● What is expected
Reproduce all of the data below without alteration; exclude every picture.

● Records shown
......

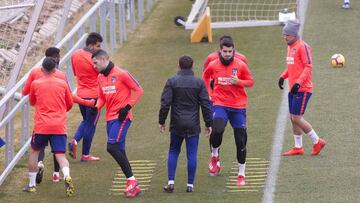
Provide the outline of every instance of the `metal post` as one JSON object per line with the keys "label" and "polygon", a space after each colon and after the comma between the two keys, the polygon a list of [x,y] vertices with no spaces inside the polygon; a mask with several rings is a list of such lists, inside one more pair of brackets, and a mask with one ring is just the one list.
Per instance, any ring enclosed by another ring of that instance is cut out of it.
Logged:
{"label": "metal post", "polygon": [[[26,105],[26,104],[25,104]],[[21,146],[25,143],[25,117],[26,117],[26,108],[25,105],[21,107]]]}
{"label": "metal post", "polygon": [[135,1],[130,0],[130,31],[135,30]]}
{"label": "metal post", "polygon": [[126,2],[125,0],[120,0],[119,3],[119,35],[120,43],[122,44],[126,41]]}
{"label": "metal post", "polygon": [[4,161],[4,168],[9,164],[9,149],[10,149],[10,143],[9,143],[9,123],[5,125],[5,161]]}
{"label": "metal post", "polygon": [[89,18],[90,32],[96,32],[96,14],[92,14]]}
{"label": "metal post", "polygon": [[138,0],[138,20],[139,23],[144,20],[144,0]]}
{"label": "metal post", "polygon": [[99,9],[100,15],[100,34],[103,37],[101,48],[107,50],[107,35],[106,35],[106,2],[104,2]]}
{"label": "metal post", "polygon": [[116,17],[115,17],[115,2],[110,0],[110,49],[112,52],[116,49]]}
{"label": "metal post", "polygon": [[152,9],[152,0],[147,0],[146,1],[146,8],[147,8],[147,10],[148,11],[151,11],[151,9]]}
{"label": "metal post", "polygon": [[[40,17],[40,12],[44,6],[44,2],[45,2],[45,0],[38,0],[35,5],[34,12],[31,16],[30,24],[28,26],[28,29],[27,29],[25,37],[24,37],[24,41],[21,43],[19,56],[16,60],[14,68],[11,70],[10,79],[9,79],[8,85],[6,86],[6,92],[8,92],[15,85],[16,79],[19,76],[20,69],[24,63],[24,59],[26,57],[26,52],[30,45],[32,35],[35,31],[36,24]],[[5,105],[5,108],[3,107],[0,109],[0,118],[4,117],[4,113],[6,112],[6,109],[7,109],[6,106],[7,105]]]}
{"label": "metal post", "polygon": [[64,2],[63,15],[61,16],[60,22],[56,29],[57,32],[56,32],[56,36],[55,36],[55,44],[57,44],[61,40],[62,35],[64,33],[64,29],[65,29],[68,15],[69,15],[71,3],[72,3],[72,0],[65,0],[65,2]]}
{"label": "metal post", "polygon": [[25,103],[25,140],[27,140],[30,137],[30,104]]}

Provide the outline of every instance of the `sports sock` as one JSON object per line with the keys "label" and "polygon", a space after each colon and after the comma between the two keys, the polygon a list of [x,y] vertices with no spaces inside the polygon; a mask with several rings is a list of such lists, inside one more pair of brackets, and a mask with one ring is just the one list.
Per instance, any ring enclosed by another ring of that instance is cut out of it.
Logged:
{"label": "sports sock", "polygon": [[37,172],[29,172],[29,187],[36,186]]}
{"label": "sports sock", "polygon": [[64,179],[70,176],[70,168],[68,166],[64,166],[61,168],[62,173],[64,174]]}
{"label": "sports sock", "polygon": [[303,147],[302,135],[294,135],[294,142],[296,148],[302,148]]}
{"label": "sports sock", "polygon": [[215,157],[219,156],[219,147],[217,148],[211,147],[211,156],[215,156]]}
{"label": "sports sock", "polygon": [[344,4],[345,4],[345,3],[348,3],[348,4],[349,4],[349,3],[350,3],[350,0],[344,0]]}
{"label": "sports sock", "polygon": [[169,180],[168,185],[170,185],[170,184],[175,184],[175,181],[174,180]]}
{"label": "sports sock", "polygon": [[135,180],[135,177],[131,176],[131,177],[128,178],[128,180]]}
{"label": "sports sock", "polygon": [[239,167],[238,176],[244,176],[245,177],[246,163],[244,163],[244,164],[238,163],[238,167]]}
{"label": "sports sock", "polygon": [[59,173],[59,172],[55,172],[55,171],[54,171],[54,172],[53,172],[53,176],[54,176],[54,175],[56,175],[56,176],[58,176],[58,177],[59,177],[59,176],[60,176],[60,173]]}
{"label": "sports sock", "polygon": [[319,136],[316,134],[315,130],[312,129],[310,132],[307,133],[307,135],[309,135],[311,142],[313,144],[317,144],[319,141]]}
{"label": "sports sock", "polygon": [[187,186],[194,188],[194,184],[189,184],[189,183],[188,183]]}

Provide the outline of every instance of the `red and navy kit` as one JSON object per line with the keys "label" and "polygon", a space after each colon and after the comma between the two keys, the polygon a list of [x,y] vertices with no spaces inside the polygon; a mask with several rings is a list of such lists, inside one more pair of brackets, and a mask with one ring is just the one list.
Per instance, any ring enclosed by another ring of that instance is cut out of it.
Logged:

......

● Expected answer
Provide the outline of every instance of the `metal post` as one JSON object per line with the keys "label" and "polygon", a space after each colon and after the comma between the two keys, the polygon a list of [x,y] vertices with no spaces inside the polygon; a mask with several rings is a list of such lists, inside one more pair of brackets, and a mask with one ring is just the one list.
Per instance, any ring enclosed by another ring of that instance is cut out of it.
Logged:
{"label": "metal post", "polygon": [[[26,105],[26,104],[25,104]],[[21,146],[25,143],[25,117],[26,117],[26,108],[25,105],[21,107]]]}
{"label": "metal post", "polygon": [[135,1],[130,0],[130,31],[135,30]]}
{"label": "metal post", "polygon": [[126,2],[125,0],[120,0],[119,3],[119,35],[120,43],[122,44],[126,41]]}
{"label": "metal post", "polygon": [[4,161],[4,168],[9,164],[9,149],[10,149],[10,143],[9,143],[9,123],[5,125],[5,161]]}
{"label": "metal post", "polygon": [[89,18],[90,32],[96,32],[96,14],[92,14]]}
{"label": "metal post", "polygon": [[138,0],[138,20],[139,23],[144,20],[144,0]]}
{"label": "metal post", "polygon": [[99,9],[100,15],[100,34],[103,37],[101,48],[107,50],[107,35],[106,35],[106,2],[104,2]]}
{"label": "metal post", "polygon": [[116,17],[115,17],[115,2],[110,0],[110,49],[112,52],[116,49]]}
{"label": "metal post", "polygon": [[152,9],[152,0],[147,0],[146,1],[146,8],[147,8],[147,10],[148,11],[151,11],[151,9]]}
{"label": "metal post", "polygon": [[[40,17],[40,12],[44,6],[44,2],[45,2],[45,0],[38,0],[35,5],[34,12],[31,16],[30,24],[28,26],[28,29],[27,29],[25,37],[24,37],[24,41],[21,43],[19,56],[16,60],[14,68],[11,70],[10,79],[9,79],[8,85],[6,86],[6,92],[8,92],[15,85],[16,79],[19,76],[20,69],[24,63],[24,59],[26,57],[26,52],[30,45],[32,35],[35,31],[36,24]],[[5,105],[5,108],[3,107],[0,109],[0,118],[4,117],[4,113],[6,112],[6,109],[7,109],[6,106],[7,105]]]}
{"label": "metal post", "polygon": [[64,2],[63,15],[61,16],[60,22],[56,29],[57,32],[56,32],[56,36],[55,36],[55,44],[57,44],[61,40],[62,35],[64,33],[64,29],[65,29],[68,15],[69,15],[71,3],[72,3],[72,0],[65,0],[65,2]]}
{"label": "metal post", "polygon": [[25,103],[25,140],[27,140],[30,137],[30,104]]}

Provide the outline of every instance of the `sports sock` as one JSON object per line with the keys "label" and "polygon", a space after each colon and after the comma between the two keys, the polygon a list of [x,y] vertices with no spaces inside the polygon; a mask with several rings is a list of such lists, inside one more pair of brackets, and a mask with one ring is just the one list.
Per instance, any ring enclosed by another ring of that instance is cut out of it.
Logged:
{"label": "sports sock", "polygon": [[37,172],[29,172],[29,187],[36,186]]}
{"label": "sports sock", "polygon": [[64,179],[70,176],[70,168],[68,166],[64,166],[61,168],[62,173],[64,174]]}
{"label": "sports sock", "polygon": [[303,147],[302,135],[294,135],[294,142],[296,148],[302,148]]}
{"label": "sports sock", "polygon": [[215,157],[219,156],[219,147],[217,148],[211,147],[211,156],[215,156]]}
{"label": "sports sock", "polygon": [[344,4],[345,4],[345,3],[348,3],[348,4],[349,4],[349,3],[350,3],[350,0],[344,0]]}
{"label": "sports sock", "polygon": [[169,180],[168,185],[170,185],[170,184],[175,184],[175,181],[174,180]]}
{"label": "sports sock", "polygon": [[135,180],[135,177],[131,176],[131,177],[128,178],[128,180]]}
{"label": "sports sock", "polygon": [[239,167],[238,176],[244,176],[245,177],[246,163],[244,163],[244,164],[238,163],[238,167]]}
{"label": "sports sock", "polygon": [[59,173],[59,172],[55,172],[55,171],[54,171],[54,172],[53,172],[53,176],[54,176],[54,175],[56,175],[56,176],[58,176],[58,177],[59,177],[59,176],[60,176],[60,173]]}
{"label": "sports sock", "polygon": [[319,136],[316,134],[315,130],[312,129],[310,132],[307,133],[307,135],[309,135],[311,142],[313,144],[317,144],[319,141]]}
{"label": "sports sock", "polygon": [[187,186],[194,188],[194,184],[189,184],[189,183],[188,183]]}

Provide the outline of every instance of the `red and navy kit` as one JSON object per line with the keys "label" and "polygon", a space after each colon and after the comma between the two keys, the polygon a list of [x,y] vertices with no spaces inside the polygon; a mask with several rings is a list of such lists, inside one more pair of brackets, and a mask with one ring is just the one list.
Per instance, any ring enclosed by another ring of that instance is cut out of it.
Logged:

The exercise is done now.